Qui anche il bilancio sociale è partecipato. “Per scriverlo abbiamo coinvolto decine di soci e lavoratori, attraverso incontri in 5 regioni diverse”. I cartellini non ci sono, perché qui non si investe sul controllo, ma su qualcosa di molto più difficile, e più bello: sull’essere cooperativa. “Puntiamo all’appartenenza” e lo fanno con iniziative concrete: con tanta formazione, lo psicologo aziendale, il welfare culturale.
Il risultato è una cooperativa sociale che funziona, nata nel 2017 dalla fusione – sostenuta da Coopfond – tra Solidarietà 90 ed Argentovivo: “Erano due realtà che crescevano – racconta l’amministratrice delegata Elena Bertolini – ma abbiamo pensato che insieme sarebbero cresciute di più”. Siamo ad Accento, a Reggio Emilia, una realtà che ora si prepara – sostenuta sempre dal Fondo mutualistico, dopo essere rientrata regolarmente dal precedente intervento – ad acquistare la sede e ad investire su di sé e sul digitale per proseguire il cammino.

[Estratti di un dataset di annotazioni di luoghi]
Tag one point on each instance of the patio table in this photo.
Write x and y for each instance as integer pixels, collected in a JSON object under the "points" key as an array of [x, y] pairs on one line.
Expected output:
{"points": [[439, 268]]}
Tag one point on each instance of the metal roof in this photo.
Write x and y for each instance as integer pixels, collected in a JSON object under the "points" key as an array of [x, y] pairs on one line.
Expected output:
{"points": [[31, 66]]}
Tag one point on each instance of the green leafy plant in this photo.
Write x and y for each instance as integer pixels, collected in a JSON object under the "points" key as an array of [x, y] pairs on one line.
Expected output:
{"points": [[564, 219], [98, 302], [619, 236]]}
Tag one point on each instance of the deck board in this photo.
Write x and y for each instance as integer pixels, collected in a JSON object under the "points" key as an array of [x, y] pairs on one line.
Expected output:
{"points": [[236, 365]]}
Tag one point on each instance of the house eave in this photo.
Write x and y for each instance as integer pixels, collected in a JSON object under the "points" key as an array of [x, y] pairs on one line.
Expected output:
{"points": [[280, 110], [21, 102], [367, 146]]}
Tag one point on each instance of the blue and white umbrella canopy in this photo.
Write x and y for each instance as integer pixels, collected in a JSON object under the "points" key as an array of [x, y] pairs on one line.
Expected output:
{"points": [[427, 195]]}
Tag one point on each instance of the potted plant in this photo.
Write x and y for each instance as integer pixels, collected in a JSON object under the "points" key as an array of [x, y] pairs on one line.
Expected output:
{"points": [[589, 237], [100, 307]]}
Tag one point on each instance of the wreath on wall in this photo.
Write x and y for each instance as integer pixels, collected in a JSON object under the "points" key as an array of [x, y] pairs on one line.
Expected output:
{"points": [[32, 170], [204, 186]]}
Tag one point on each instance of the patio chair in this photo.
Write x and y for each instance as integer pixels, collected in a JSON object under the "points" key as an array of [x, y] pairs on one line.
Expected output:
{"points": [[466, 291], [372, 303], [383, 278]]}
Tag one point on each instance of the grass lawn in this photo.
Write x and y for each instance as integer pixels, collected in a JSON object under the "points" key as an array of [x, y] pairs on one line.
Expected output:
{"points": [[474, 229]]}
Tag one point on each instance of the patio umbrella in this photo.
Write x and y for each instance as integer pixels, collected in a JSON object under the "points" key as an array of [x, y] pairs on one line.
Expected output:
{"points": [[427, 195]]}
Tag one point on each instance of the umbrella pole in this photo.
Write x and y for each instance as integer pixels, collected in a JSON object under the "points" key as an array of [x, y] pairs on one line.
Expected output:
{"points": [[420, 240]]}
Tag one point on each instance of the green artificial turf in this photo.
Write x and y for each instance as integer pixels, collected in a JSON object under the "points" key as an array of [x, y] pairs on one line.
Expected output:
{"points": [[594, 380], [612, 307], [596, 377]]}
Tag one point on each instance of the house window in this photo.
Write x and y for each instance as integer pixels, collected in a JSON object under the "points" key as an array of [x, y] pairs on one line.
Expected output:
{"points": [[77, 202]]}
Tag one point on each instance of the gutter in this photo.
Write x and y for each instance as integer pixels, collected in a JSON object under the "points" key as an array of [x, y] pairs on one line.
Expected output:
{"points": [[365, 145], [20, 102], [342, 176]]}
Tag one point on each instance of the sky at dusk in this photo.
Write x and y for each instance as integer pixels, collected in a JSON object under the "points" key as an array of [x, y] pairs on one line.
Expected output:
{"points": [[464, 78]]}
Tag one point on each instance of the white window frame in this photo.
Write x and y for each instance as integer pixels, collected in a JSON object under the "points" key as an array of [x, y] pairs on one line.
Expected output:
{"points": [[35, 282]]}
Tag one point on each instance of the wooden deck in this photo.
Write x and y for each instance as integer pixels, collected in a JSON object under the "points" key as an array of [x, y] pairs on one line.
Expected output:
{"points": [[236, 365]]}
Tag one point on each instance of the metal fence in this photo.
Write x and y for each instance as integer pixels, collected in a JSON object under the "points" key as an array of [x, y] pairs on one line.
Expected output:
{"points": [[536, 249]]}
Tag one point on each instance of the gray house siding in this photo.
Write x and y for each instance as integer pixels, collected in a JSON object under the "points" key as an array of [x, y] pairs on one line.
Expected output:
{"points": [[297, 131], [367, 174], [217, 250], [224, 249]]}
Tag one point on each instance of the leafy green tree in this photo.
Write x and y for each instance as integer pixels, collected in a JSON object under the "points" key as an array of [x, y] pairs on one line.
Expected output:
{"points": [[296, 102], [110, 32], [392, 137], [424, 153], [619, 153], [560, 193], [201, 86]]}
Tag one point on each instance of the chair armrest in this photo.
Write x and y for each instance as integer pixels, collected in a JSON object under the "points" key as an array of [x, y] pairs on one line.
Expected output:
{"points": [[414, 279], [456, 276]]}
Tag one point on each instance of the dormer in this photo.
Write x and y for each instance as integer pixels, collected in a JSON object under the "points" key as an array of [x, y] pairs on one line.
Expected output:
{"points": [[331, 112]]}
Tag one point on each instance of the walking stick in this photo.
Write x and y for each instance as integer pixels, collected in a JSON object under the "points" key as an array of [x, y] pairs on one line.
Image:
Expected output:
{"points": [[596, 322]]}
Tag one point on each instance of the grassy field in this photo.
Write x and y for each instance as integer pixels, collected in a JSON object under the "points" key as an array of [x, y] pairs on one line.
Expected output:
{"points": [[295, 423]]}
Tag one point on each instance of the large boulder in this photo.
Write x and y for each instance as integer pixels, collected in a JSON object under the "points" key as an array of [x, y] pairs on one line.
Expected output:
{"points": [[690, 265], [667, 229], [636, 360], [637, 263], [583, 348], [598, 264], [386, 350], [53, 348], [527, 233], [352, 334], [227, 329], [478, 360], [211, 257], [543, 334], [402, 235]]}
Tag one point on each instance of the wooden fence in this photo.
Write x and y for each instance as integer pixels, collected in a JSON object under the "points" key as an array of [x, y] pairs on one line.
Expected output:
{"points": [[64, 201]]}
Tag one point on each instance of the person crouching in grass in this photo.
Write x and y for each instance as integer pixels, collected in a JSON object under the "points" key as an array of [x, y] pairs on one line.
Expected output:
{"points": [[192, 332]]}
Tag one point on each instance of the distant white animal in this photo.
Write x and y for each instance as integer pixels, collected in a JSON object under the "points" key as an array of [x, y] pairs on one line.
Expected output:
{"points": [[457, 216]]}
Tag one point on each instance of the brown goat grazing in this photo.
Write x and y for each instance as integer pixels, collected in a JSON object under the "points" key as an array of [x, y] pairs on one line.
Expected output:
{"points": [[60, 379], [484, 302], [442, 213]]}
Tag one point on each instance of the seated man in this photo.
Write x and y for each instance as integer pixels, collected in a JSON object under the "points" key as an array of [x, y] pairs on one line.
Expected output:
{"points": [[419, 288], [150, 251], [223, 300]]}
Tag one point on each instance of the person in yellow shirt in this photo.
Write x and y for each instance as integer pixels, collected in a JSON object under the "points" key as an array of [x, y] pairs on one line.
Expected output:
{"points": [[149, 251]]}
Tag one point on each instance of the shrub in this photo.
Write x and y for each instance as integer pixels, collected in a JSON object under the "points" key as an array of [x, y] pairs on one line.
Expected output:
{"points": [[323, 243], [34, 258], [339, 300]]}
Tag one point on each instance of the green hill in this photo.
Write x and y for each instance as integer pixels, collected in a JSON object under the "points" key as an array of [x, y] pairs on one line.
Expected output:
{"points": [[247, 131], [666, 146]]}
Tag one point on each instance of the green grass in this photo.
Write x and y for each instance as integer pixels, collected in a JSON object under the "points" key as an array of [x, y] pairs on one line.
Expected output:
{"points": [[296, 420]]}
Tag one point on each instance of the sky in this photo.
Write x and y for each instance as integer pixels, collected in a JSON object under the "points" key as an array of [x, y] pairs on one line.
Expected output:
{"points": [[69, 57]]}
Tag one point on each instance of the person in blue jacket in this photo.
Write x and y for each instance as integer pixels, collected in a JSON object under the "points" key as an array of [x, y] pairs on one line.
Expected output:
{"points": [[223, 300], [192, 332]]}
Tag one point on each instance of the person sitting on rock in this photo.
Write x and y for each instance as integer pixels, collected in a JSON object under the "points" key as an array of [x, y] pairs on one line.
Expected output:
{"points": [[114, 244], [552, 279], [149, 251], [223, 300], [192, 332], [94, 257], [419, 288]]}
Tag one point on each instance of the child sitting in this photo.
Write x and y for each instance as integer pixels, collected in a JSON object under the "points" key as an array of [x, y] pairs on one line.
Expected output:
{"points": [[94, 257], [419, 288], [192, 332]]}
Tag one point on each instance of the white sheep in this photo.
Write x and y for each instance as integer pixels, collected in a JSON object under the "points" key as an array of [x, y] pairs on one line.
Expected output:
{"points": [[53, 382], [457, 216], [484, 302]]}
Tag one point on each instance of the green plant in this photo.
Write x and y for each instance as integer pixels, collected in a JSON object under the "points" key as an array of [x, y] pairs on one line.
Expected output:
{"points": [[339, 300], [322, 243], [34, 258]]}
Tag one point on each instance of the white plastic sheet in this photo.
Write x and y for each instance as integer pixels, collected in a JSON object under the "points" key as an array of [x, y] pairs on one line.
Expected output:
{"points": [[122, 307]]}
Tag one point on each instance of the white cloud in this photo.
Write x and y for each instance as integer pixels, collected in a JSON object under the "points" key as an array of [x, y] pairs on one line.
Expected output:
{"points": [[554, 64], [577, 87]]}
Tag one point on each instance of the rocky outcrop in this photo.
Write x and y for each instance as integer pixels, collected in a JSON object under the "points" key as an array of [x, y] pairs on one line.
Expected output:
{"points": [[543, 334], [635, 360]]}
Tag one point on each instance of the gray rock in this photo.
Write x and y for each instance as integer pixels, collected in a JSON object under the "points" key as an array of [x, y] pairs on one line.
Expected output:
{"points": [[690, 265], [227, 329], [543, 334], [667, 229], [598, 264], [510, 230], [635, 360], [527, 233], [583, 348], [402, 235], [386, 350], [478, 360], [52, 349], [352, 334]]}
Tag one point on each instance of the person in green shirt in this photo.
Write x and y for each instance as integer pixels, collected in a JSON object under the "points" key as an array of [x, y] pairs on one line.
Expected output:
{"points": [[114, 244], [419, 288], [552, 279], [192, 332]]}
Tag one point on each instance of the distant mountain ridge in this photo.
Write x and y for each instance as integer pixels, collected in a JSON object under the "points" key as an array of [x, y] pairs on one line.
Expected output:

Esercizi da svolgere ->
- A) Traduci in inglese questa frase del testo sulla cooperativa Accento: "I cartellini non ci sono, perché qui non si investe sul controllo, ma su qualcosa di molto più difficile, e più bello: sull’essere cooperativa."
- B) Nel testo sulla cooperativa Accento, da quale fusione è nata la cooperativa?
- C) Continua il testo sulla cooperativa Accento a partire dalla sua ultima frase.
I dati provengono da un'altra fonte.

Risposte agli esercizi ->
- A) There are no time cards, because here the investment is not in control but in something much harder, and more beautiful: in being a cooperative.

- B) Dalla fusione tra Solidarietà 90 ed Argentovivo.

- C)
Qui si lavora solo per i minori: il 57% dell’attività è nell’area disabilità e inclusione, il 26% nei servizi per l’infanzia (15 nidi e 4 materne), più biblioteche, doposcuola, centri giovani. Dall’anno scorso sono iniziate anche le attività in area B, per l’inserimento lavorativo. Complessivamente 150 servizi gestiti in oltre 70 Comuni. Il nucleo è in Emilia-Romagna (matura qui il 59% del fatturato), ma la presenza è forte anche in Lombardia (32%) e sono stati vinti i primi bandi (“mai al massimo ribasso: a quelli non partecipiamo”) anche in Piemonte, Toscana e Liguria.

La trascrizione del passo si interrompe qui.